◆ **Selected extract**
##############################

Following the perceived PBS convention, relative filenames are left whole.
Absolute filenames are converted to <foo.h>.  If the name of a file begins
with "/usr/include", then I have left the rest of the filename intact
(e.g., <stdio.h>, <sys/time.h>).  If the name begins with a slash but does
not start with "/usr/include", then I lop off all but the filename and
surround in "<" and ">" (e.g.,
/.software/arch/egcs+p-1.1/...[deletia].../egcs-2.91.55/include/limits.h is
shortened to <limits.h>).  It is possible that this may create some false
positive relationships if there are multiple includes of files named limits.h
(in fact, this does happen in the system I used as a guinea pig as it also
includes <sys/limits.h>).


Disambiguation, Unique IDs, and Fake Polymorphism
=================================================

One point I claim relative victory on is disambiguation of references to
different but like-named entities.  As far as I am aware, PBS assumes names
are unique.  For example, suppose A.c defines static f and g, and this f
calls this g, *and* B.c also defines static f and g and this f calls this
g.  (This actually happens in the ctags source code, where the author uses
a kind of fake polymorphism style to process different languages similarly.)
Clearly A's f calls A's g and B's f calls B's g and never the twain shall
meet.  However, if you resolve references based only on entity names, then
you can be fooled into assuming A's f calls B's g and B's f calls A's g,
and thus there are file level dependencies from A to B and from B to A
(when in fact there aren't!).

CCia generates unique IDs for each entity and does all of its resolving
based on these IDs (an entity's name is merely an attribute).  In theory,
this should work ... except that it doesn't.  First, it seems to get
confused in the cases described above but only when the second entity is a
type.  Second, sometimes the same entity ends up with two unique
identifiers (which means you can miss relationships that do exist).  Ivan
thinks this might be do to not handling hashing collisions.  The old
extractor "cia" doesn't make these mistakes BTW, but its use is being
discouraged and it extracts less information than CCia.  

What I did is to create my own simple-minded mangling scheme by combining
the filename with a "#" and the entity name.  I use this as a uniqueID for
doing all of my relational calculating, then at the last minute I
regenerate the entity name by awk-ing off "<filename>#".  Thus, no
confusion ... well, not unless there is function overloading.  I could
solve this by adding more detail, like param lists (which are easy to get
at), but then I run into the problem of strings getting too long for grok
... unless I use a clever hashing scheme like acacia does (incorrectly).
Well, maybe I could solve world hunger too if I put my mind to it, but not
today.


Comparing CCia and cfx/fbgen output
===================================

Some notes after having examined output from each tool side-by-side:
-- PBS generates wrong line numbers for locs sometimes.  Acacia seems to
   get them correct always.

##############################

◆ **Material provided**
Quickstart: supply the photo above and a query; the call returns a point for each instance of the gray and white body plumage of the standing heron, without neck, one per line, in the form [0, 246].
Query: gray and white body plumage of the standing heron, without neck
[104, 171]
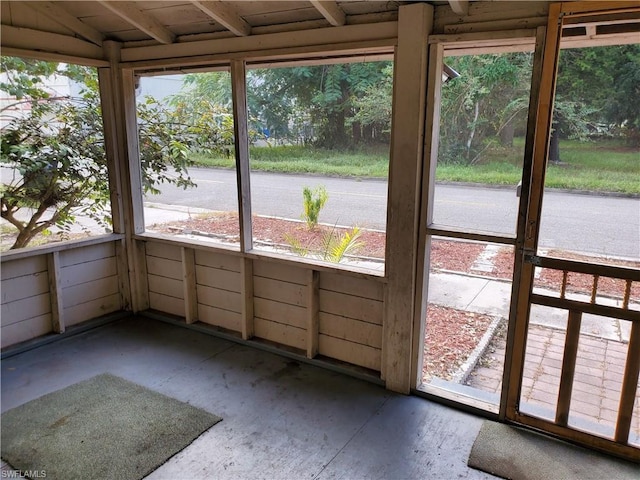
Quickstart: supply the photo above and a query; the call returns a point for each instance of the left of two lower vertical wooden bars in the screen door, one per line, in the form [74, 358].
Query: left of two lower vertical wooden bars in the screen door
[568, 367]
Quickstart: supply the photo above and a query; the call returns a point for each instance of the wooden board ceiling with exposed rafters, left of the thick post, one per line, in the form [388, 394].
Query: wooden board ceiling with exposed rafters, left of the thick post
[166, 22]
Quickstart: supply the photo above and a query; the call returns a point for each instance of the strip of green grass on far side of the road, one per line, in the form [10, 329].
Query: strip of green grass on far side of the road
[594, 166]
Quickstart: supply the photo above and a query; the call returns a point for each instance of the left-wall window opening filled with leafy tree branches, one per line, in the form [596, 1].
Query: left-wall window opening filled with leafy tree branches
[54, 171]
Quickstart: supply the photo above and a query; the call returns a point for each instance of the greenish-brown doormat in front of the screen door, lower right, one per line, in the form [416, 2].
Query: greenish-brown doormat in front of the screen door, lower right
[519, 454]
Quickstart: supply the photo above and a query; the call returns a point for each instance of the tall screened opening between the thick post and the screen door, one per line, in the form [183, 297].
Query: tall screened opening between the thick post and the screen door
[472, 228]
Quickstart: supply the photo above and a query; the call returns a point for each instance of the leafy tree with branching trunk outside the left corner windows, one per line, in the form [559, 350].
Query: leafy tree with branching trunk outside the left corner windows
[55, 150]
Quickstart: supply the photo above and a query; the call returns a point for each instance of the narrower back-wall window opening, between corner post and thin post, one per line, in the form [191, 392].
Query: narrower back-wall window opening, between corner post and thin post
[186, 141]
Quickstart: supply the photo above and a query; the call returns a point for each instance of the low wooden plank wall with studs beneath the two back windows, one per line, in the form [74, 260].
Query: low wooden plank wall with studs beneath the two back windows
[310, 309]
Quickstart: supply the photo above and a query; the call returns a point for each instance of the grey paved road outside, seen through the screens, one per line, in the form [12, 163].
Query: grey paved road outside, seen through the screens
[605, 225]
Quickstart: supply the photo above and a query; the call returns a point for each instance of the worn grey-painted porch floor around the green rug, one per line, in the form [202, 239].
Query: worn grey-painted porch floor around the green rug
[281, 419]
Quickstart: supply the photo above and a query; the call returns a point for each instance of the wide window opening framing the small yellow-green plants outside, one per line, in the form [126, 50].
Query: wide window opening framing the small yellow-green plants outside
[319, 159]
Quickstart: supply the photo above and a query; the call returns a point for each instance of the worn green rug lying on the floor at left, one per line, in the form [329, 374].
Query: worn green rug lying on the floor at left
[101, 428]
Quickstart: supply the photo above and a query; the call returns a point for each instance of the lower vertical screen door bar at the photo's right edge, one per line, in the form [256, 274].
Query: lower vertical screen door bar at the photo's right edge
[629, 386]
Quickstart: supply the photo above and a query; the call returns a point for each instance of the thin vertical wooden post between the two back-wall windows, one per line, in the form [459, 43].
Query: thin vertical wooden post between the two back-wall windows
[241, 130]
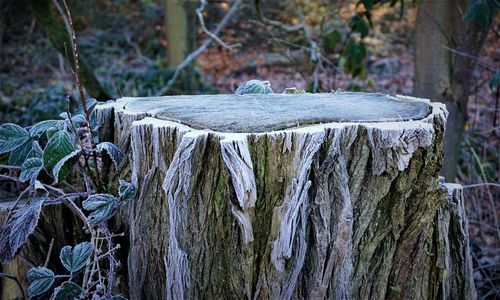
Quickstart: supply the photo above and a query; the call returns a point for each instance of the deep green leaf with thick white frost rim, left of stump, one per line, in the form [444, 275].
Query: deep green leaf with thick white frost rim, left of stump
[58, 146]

##############################

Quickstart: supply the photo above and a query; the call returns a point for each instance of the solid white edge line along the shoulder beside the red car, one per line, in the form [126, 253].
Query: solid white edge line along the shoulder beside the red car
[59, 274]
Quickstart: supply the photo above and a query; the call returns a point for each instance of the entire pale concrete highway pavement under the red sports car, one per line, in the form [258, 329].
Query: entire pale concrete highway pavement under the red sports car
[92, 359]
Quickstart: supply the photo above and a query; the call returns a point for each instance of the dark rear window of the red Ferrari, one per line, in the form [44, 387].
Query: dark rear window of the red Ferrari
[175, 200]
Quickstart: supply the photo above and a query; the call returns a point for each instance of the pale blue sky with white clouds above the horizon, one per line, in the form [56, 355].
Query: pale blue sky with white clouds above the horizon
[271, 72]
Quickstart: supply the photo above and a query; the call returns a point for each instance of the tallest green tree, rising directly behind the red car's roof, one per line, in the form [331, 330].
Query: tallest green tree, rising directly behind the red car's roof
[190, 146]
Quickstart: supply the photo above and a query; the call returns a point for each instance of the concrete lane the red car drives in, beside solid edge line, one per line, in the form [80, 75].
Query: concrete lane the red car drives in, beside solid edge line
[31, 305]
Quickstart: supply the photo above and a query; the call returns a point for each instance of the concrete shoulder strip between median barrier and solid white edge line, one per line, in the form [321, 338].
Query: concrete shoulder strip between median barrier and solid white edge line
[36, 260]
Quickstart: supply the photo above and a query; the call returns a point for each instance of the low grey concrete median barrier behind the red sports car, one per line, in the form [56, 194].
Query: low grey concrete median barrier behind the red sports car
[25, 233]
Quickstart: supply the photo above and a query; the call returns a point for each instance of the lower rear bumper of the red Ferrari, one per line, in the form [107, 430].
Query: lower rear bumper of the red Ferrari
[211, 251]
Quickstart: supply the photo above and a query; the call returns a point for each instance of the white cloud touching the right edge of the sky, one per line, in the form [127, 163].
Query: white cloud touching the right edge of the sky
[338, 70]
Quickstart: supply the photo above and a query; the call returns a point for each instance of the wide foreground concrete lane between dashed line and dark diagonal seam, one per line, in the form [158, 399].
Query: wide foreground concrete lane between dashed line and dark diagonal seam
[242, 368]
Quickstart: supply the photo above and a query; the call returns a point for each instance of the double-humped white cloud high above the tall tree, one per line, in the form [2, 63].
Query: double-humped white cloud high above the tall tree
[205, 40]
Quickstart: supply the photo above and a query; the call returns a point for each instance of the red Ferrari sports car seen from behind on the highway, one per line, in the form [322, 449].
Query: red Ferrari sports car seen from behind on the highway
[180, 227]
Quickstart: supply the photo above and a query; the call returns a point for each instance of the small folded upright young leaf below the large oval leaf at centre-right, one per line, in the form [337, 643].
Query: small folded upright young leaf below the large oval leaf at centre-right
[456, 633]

##############################

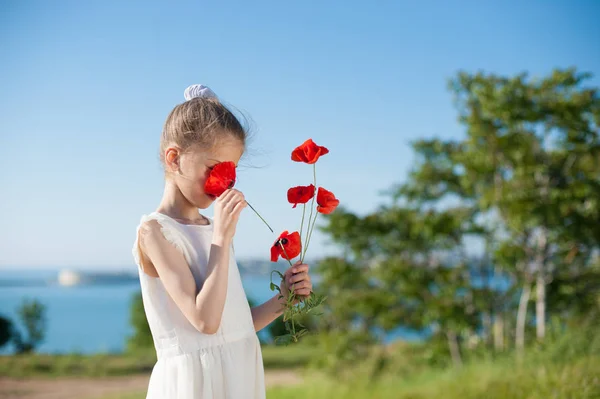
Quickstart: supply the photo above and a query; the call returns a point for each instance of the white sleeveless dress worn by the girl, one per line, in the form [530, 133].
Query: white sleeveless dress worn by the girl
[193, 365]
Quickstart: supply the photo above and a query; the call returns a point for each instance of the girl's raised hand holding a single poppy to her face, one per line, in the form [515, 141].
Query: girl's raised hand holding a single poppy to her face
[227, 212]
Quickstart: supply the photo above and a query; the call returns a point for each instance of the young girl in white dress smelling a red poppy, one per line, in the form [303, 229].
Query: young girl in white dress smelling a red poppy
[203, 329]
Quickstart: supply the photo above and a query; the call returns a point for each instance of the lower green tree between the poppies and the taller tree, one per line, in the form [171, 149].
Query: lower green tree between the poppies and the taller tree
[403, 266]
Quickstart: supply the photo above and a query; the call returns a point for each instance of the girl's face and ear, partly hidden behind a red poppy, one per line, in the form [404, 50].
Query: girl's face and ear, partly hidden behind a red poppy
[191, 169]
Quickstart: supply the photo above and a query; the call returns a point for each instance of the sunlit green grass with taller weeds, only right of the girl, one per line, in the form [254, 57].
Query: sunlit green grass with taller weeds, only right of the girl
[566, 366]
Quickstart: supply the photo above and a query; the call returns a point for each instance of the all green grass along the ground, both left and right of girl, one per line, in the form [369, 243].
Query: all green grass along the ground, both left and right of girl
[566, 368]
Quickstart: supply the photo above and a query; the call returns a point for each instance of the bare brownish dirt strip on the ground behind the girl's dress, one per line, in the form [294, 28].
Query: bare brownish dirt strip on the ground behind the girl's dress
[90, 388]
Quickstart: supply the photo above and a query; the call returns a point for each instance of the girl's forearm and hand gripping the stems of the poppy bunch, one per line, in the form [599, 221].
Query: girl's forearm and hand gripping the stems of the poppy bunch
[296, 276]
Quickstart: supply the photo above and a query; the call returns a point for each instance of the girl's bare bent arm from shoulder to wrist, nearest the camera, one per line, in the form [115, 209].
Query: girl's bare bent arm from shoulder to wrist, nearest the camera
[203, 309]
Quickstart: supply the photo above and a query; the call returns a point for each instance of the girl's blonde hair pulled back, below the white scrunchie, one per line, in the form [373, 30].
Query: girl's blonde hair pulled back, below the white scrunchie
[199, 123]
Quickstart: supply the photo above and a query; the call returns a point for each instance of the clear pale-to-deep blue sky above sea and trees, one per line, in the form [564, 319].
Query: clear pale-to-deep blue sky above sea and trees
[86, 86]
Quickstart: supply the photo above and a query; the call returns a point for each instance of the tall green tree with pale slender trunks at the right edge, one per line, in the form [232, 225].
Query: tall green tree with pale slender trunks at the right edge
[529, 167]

##############################

◆ **What you will do**
a. In the notes on CCia and PBS, what does the author combine to make a unique ID for each entity?
b. Reproduce the passage from the notes on CCia and PBS, starting with "Disambiguation, Unique IDs, and" and going on through "fact there aren't!).".

◆ **Answers to the exercise**
a. The filename, a "#", and the entity name.

b.
Disambiguation, Unique IDs, and Fake Polymorphism
=================================================

One point I claim relative victory on is disambiguation of references to
different but like-named entities.  As far as I am aware, PBS assumes names
are unique.  For example, suppose A.c defines static f and g, and this f
calls this g, *and* B.c also defines static f and g and this f calls this
g.  (This actually happens in the ctags source code, where the author uses
a kind of fake polymorphism style to process different languages similarly.)
Clearly A's f calls A's g and B's f calls B's g and never the twain shall
meet.  However, if you resolve references based only on entity names, then
you can be fooled into assuming A's f calls B's g and B's f calls A's g,
and thus there are file level dependencies from A to B and from B to A
(when in fact there aren't!).